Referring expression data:
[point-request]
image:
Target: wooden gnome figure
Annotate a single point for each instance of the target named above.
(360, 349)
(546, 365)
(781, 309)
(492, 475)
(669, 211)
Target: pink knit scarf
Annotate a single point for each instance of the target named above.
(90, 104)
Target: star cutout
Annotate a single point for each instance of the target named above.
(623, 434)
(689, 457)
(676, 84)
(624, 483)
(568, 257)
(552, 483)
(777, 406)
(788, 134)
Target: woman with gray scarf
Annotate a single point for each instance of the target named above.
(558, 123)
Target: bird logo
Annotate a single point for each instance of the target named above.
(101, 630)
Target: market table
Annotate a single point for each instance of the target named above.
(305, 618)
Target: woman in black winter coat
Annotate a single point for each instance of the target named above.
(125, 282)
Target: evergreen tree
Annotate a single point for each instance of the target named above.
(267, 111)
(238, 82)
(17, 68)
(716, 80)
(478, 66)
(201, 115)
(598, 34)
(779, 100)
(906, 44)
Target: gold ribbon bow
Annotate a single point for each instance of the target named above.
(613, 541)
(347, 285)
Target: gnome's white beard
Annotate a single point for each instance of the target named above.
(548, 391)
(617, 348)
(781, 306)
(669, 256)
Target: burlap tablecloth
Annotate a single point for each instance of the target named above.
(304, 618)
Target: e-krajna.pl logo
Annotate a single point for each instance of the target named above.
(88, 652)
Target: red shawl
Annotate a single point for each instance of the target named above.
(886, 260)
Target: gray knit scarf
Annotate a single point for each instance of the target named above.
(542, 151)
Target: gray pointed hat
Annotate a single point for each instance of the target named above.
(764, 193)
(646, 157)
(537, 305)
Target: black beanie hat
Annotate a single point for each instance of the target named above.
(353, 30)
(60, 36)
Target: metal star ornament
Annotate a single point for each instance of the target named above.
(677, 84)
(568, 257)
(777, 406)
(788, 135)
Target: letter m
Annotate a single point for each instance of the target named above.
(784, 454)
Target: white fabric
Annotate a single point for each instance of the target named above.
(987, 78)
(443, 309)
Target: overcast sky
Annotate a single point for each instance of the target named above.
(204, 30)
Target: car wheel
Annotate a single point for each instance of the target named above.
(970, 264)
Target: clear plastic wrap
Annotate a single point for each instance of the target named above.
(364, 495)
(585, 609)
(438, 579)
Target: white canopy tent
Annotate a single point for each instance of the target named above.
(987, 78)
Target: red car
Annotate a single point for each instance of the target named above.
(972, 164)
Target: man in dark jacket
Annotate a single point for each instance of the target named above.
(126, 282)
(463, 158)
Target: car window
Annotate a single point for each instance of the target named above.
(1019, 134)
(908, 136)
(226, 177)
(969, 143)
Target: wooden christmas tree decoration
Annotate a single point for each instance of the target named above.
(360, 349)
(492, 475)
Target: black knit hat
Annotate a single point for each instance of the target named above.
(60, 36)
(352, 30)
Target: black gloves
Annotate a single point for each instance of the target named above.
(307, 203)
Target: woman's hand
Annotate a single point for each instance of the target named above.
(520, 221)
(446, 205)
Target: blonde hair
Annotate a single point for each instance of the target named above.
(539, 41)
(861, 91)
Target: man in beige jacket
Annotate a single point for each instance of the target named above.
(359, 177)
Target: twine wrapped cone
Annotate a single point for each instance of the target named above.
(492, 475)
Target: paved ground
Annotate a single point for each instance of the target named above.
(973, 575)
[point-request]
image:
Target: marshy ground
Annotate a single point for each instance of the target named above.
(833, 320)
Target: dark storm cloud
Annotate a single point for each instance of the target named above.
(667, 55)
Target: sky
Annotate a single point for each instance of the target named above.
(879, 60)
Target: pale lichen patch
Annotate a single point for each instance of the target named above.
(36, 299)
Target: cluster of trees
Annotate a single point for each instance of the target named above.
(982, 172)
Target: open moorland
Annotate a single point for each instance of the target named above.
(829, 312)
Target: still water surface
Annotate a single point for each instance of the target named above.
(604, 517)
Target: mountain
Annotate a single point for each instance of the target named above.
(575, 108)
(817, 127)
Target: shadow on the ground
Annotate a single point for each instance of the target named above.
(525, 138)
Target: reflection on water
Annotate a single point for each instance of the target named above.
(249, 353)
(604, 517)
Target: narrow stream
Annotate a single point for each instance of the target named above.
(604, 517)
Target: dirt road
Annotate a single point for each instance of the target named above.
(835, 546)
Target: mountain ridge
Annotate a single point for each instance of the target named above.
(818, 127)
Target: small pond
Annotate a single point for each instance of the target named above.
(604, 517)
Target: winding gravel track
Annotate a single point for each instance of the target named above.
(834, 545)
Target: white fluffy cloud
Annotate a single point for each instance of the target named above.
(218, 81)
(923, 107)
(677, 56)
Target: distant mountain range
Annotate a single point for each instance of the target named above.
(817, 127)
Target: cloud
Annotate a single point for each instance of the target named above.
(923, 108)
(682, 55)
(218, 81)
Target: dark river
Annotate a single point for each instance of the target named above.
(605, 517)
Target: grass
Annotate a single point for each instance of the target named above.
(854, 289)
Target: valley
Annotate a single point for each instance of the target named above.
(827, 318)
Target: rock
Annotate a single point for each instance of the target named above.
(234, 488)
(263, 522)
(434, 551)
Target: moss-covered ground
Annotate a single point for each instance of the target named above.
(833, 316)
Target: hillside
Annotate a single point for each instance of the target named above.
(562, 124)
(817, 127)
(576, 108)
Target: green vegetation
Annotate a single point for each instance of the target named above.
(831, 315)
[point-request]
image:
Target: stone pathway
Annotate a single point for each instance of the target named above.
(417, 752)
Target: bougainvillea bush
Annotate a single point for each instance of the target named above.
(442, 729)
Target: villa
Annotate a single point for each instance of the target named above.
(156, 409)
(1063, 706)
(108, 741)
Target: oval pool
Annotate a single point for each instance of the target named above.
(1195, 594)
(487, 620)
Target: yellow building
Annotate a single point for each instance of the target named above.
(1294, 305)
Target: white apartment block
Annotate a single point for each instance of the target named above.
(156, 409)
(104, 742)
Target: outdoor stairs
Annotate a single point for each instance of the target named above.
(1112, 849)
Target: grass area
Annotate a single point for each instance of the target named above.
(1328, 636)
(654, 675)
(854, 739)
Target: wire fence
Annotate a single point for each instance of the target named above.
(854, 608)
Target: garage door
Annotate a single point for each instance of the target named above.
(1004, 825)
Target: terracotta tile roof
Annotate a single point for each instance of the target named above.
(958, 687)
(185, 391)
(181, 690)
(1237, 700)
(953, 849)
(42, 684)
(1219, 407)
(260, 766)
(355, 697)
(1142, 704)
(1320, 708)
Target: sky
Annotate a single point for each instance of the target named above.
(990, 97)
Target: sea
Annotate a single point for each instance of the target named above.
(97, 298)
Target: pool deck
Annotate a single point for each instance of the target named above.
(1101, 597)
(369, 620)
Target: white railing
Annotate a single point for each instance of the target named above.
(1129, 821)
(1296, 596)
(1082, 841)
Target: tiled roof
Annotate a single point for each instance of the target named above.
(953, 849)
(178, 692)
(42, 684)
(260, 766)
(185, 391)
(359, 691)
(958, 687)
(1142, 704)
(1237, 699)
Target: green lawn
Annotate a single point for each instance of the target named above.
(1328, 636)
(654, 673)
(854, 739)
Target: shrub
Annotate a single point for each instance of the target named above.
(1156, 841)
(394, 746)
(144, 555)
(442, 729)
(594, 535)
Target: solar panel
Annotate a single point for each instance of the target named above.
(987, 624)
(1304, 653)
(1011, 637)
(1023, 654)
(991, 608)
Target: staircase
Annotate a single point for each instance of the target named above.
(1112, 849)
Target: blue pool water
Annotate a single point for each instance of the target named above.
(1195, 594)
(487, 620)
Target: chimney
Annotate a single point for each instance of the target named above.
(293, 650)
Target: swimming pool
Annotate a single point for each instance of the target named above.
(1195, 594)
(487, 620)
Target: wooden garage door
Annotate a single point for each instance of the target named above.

• _EXERCISE PROMPT_
Exactly repeat the lines above, from the opening line through the one with "Target: gnome's white beard", and include nothing else.

• _ANSWER SECTION_
[point-request]
image:
Target: wooden gnome figure
Annotate a single point for each instance of the target named above.
(360, 349)
(546, 365)
(781, 309)
(492, 475)
(669, 211)
Target: pink knit scarf
Annotate a single point for each instance of the target named above.
(90, 104)
Target: star cutout
Annotate a single point for each instance of the target named above.
(623, 434)
(689, 457)
(676, 84)
(624, 483)
(568, 257)
(552, 483)
(777, 406)
(788, 134)
Target: woman with gray scarf
Annotate a single point for each instance of the target named above.
(558, 123)
Target: bird logo
Annotate a single point for each instance of the target named above.
(101, 630)
Target: market table
Annotate a single point for each instance of the target named above.
(305, 618)
Target: woman in black winter coat
Annotate a single point for each instance of the target named above.
(125, 282)
Target: evergreen tree
Annotate a single point for each instance of the target named above.
(267, 111)
(238, 82)
(17, 68)
(716, 80)
(478, 66)
(201, 115)
(598, 34)
(779, 100)
(906, 44)
Target: gold ribbon bow
Annotate a single point for each instance of the target named above.
(613, 541)
(347, 285)
Target: gnome's white beard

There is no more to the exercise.